WHAT IS REQUIRED:
Having read the data, transcribe all of it without deviation.
* * *
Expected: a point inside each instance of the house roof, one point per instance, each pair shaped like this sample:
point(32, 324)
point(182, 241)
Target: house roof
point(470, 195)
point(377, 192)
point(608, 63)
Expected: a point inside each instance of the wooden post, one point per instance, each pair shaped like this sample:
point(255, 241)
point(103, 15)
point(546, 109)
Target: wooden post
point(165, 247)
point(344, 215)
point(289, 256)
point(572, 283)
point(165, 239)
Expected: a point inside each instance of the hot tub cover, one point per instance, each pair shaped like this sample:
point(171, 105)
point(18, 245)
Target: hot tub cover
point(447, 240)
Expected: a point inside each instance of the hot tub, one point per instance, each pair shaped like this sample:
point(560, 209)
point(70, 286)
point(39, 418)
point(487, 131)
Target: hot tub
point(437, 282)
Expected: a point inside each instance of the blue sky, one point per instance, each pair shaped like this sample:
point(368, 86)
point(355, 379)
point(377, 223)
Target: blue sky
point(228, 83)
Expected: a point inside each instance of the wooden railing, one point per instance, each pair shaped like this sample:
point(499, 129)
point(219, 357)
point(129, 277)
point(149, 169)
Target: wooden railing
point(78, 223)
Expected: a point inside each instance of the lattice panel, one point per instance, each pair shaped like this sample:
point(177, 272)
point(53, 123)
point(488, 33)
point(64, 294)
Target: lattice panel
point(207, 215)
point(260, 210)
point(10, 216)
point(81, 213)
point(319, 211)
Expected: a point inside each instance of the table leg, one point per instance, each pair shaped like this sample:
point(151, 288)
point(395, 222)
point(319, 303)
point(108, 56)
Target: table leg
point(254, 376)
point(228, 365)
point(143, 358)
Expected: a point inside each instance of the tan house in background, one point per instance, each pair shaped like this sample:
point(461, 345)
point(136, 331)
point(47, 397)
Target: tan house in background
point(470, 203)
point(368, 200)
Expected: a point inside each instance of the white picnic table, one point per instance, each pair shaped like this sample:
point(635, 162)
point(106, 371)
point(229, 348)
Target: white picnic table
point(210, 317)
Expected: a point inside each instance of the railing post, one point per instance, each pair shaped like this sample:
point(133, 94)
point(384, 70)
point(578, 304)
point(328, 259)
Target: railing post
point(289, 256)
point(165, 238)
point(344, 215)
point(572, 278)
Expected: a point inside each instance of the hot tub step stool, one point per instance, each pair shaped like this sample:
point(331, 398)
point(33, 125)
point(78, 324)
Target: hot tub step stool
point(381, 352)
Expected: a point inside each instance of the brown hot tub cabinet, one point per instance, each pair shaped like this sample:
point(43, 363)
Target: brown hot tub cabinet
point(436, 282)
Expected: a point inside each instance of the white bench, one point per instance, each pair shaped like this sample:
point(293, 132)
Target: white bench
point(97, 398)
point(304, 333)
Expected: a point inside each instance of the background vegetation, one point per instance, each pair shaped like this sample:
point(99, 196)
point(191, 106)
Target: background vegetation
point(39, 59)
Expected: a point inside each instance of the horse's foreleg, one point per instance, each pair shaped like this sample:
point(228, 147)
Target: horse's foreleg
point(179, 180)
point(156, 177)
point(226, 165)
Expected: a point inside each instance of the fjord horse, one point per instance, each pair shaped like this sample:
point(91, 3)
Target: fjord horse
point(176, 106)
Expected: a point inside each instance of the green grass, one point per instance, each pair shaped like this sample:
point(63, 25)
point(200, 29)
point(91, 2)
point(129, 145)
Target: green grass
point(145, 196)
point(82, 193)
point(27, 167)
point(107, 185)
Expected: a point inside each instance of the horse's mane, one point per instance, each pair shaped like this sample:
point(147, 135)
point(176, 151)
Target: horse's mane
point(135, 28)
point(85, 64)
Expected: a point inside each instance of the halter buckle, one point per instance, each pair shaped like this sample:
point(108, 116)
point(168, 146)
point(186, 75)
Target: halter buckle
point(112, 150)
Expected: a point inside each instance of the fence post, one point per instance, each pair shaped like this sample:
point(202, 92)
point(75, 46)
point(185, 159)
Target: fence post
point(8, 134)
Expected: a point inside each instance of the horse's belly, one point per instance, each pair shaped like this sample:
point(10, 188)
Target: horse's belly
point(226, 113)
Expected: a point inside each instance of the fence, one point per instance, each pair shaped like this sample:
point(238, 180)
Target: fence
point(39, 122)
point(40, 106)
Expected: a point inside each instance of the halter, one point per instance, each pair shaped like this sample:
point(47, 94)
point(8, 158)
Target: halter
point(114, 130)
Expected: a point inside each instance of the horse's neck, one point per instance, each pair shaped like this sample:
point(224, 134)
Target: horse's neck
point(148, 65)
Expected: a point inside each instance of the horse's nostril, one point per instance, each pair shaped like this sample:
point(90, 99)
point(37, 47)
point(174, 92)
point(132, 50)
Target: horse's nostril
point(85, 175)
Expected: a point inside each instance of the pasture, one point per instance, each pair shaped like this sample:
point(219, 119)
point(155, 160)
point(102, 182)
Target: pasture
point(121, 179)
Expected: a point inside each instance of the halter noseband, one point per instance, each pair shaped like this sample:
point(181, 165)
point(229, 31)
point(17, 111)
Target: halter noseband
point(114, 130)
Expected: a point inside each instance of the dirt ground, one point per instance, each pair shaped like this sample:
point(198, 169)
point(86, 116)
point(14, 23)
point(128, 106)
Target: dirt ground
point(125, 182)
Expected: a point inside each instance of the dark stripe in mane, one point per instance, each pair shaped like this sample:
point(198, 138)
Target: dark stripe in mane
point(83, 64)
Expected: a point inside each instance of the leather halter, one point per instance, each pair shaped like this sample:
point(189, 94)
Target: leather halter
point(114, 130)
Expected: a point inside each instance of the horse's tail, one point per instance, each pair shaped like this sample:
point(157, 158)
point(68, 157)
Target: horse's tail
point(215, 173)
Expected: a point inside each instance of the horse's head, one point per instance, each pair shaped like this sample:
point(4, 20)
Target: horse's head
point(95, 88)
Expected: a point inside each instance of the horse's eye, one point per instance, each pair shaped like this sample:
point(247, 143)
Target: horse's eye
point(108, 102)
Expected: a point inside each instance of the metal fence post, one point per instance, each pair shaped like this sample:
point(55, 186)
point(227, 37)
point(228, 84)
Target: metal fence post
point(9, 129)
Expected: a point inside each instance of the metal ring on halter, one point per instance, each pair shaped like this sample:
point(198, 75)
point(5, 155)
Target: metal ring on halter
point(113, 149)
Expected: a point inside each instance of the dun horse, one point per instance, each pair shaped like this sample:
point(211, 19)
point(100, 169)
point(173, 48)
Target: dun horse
* * *
ANSWER TO THIS TASK:
Expected: a point inside each instance of the house roof, one point per instance, each pair shaped like this sample:
point(32, 324)
point(182, 241)
Target: house roof
point(470, 195)
point(377, 192)
point(608, 63)
Expected: a point inside each instance of the wooden post, one point per instance, each pair shaped like this sample:
point(255, 241)
point(103, 15)
point(546, 109)
Target: wooden post
point(165, 247)
point(344, 215)
point(289, 256)
point(572, 283)
point(165, 239)
Expected: a point inside each instance of the hot tub cover, one point per instance, each pair shaped like this sample:
point(171, 105)
point(18, 245)
Target: hot tub cover
point(447, 240)
Expected: a point inside each instance of the hot tub, one point per instance, each pair shaped like this sample:
point(560, 209)
point(70, 286)
point(39, 418)
point(487, 131)
Target: hot tub
point(437, 282)
Expected: a point inside each instance of the blue sky, one point per instance, each pair shaped like this sample:
point(368, 86)
point(355, 379)
point(377, 223)
Target: blue sky
point(228, 83)
Expected: a point inside each instance of the wooden railing, one point per instance, each pair shaped like this sample:
point(499, 129)
point(219, 357)
point(129, 277)
point(149, 169)
Target: wooden railing
point(78, 223)
Expected: a point inside each instance of the lattice panel, one point per instance, each pair shaped like this sample:
point(177, 272)
point(53, 123)
point(488, 33)
point(64, 294)
Target: lattice panel
point(207, 215)
point(260, 210)
point(10, 216)
point(81, 213)
point(319, 211)
Expected: a point inside each instance of the table leg, one point per instance, each pair shaped like this sample:
point(151, 288)
point(395, 222)
point(319, 303)
point(108, 56)
Target: table leg
point(254, 376)
point(228, 365)
point(143, 358)
Expected: a point inside each instance of the tan house in background, one point per instance, each pair shaped like this sample:
point(461, 345)
point(136, 331)
point(47, 397)
Target: tan house in background
point(470, 203)
point(368, 200)
Expected: a point inside each instance of the white picnic table, one point per instance, each pair shaped like this sample:
point(635, 162)
point(106, 371)
point(229, 348)
Target: white picnic table
point(210, 317)
Expected: a point inside each instance of the railing post, one point per instance, each pair shaped like this sample:
point(133, 94)
point(384, 70)
point(578, 304)
point(328, 259)
Target: railing post
point(289, 256)
point(165, 238)
point(344, 215)
point(572, 278)
Expected: a point inside each instance of the hot tub step stool, one point per instance, each pair shaped like this sample:
point(331, 398)
point(33, 125)
point(78, 324)
Target: hot tub step stool
point(381, 352)
Expected: a point inside each instance of the brown hot tub cabinet, one point per instance, each pair shaped like this sample:
point(43, 363)
Target: brown hot tub cabinet
point(436, 282)
Expected: a point inside each instance of the white bench, one point per instance, each pair shaped like this sample:
point(293, 132)
Target: white bench
point(97, 398)
point(304, 333)
Expected: a point inside each instance of the background vegetation, one point per instance, each pair shaped like this sample:
point(99, 196)
point(191, 106)
Target: background vegetation
point(39, 59)
Expected: a point inside each instance of the horse's foreleg, one point per instance, each pair shaped like this sample:
point(228, 147)
Target: horse's foreleg
point(179, 180)
point(156, 177)
point(226, 165)
Expected: a point inside each instance of the fjord horse, one point per instance, each pair shaped like this sample:
point(91, 3)
Target: fjord horse
point(176, 106)
Expected: a point inside each instance of the green grass, one point per instance, each pair shaped like this sample:
point(63, 25)
point(200, 29)
point(91, 2)
point(129, 145)
Target: green grass
point(145, 196)
point(82, 193)
point(27, 167)
point(107, 185)
Expected: a point inside each instance of the horse's mane, one point per instance, each pair shaped like this sample:
point(147, 135)
point(176, 151)
Target: horse's mane
point(135, 28)
point(85, 64)
Expected: a point inside each instance of the halter buckle, one point per instance, each pair shaped like this sample:
point(108, 116)
point(168, 146)
point(186, 75)
Target: halter buckle
point(112, 150)
Expected: a point inside each instance of the fence post, one point per instance, each pair shaped like this sample:
point(202, 92)
point(75, 46)
point(185, 159)
Target: fence post
point(8, 134)
Expected: a point inside each instance of the horse's belly, one point per instance, each pair shaped like this sample:
point(10, 188)
Target: horse's belly
point(226, 113)
Expected: a point inside each instance of the fence, one point per instance, each pair shaped like this sample:
point(238, 180)
Target: fence
point(39, 122)
point(40, 106)
Expected: a point inside each instance of the halter, one point per instance, each pair shaped like this sample:
point(47, 94)
point(8, 158)
Target: halter
point(114, 130)
Expected: a point inside each instance of the horse's neck, one point per instance, each pair shaped like this sample:
point(224, 134)
Target: horse's neck
point(148, 65)
Expected: a point inside each instance of the horse's nostril, one point per instance, each pair shaped like this sample:
point(90, 99)
point(37, 47)
point(174, 92)
point(132, 50)
Target: horse's nostril
point(85, 175)
Expected: a point inside each instance of the pasture, one point per instance, each pair shaped like this sample:
point(219, 119)
point(155, 160)
point(102, 182)
Target: pasture
point(121, 179)
Expected: a point inside each instance of the halter noseband, one point per instance, each pair shaped like this sample:
point(181, 165)
point(229, 31)
point(17, 111)
Target: halter noseband
point(114, 130)
Expected: a point inside each instance of the dirt ground, one point per instance, each pair shaped like this sample:
point(198, 169)
point(86, 116)
point(14, 23)
point(128, 106)
Target: dirt ground
point(125, 182)
Expected: a point inside each instance of the dark stripe in mane, one point per instance, each pair shaped like this sample:
point(198, 138)
Target: dark stripe in mane
point(83, 64)
Expected: a point inside each instance of the leather halter, one point per instance, each pair shaped like this sample:
point(189, 94)
Target: leather halter
point(114, 130)
Expected: a point inside each instance of the horse's tail, one point per instance, each pair shaped like this sample:
point(157, 158)
point(68, 157)
Target: horse's tail
point(215, 173)
Expected: a point inside each instance of the horse's head, one point per instance, each pair shaped like this sample:
point(4, 20)
Target: horse's head
point(95, 88)
Expected: a point inside each instance of the horse's eye, one point per instance, each pair shaped like this sample:
point(247, 143)
Target: horse's eye
point(108, 102)
Expected: a point inside each instance of the metal fence post, one point per instance, each pair shaped like this sample:
point(55, 186)
point(227, 37)
point(228, 84)
Target: metal fence post
point(9, 129)
Expected: a point inside each instance of the metal ring on halter, one point per instance, each pair shaped like this sample:
point(198, 75)
point(5, 155)
Target: metal ring on halter
point(113, 149)
Expected: a point inside each instance of the dun horse, one point per instance, each pair shaped like this sample:
point(211, 19)
point(100, 169)
point(173, 48)
Target: dun horse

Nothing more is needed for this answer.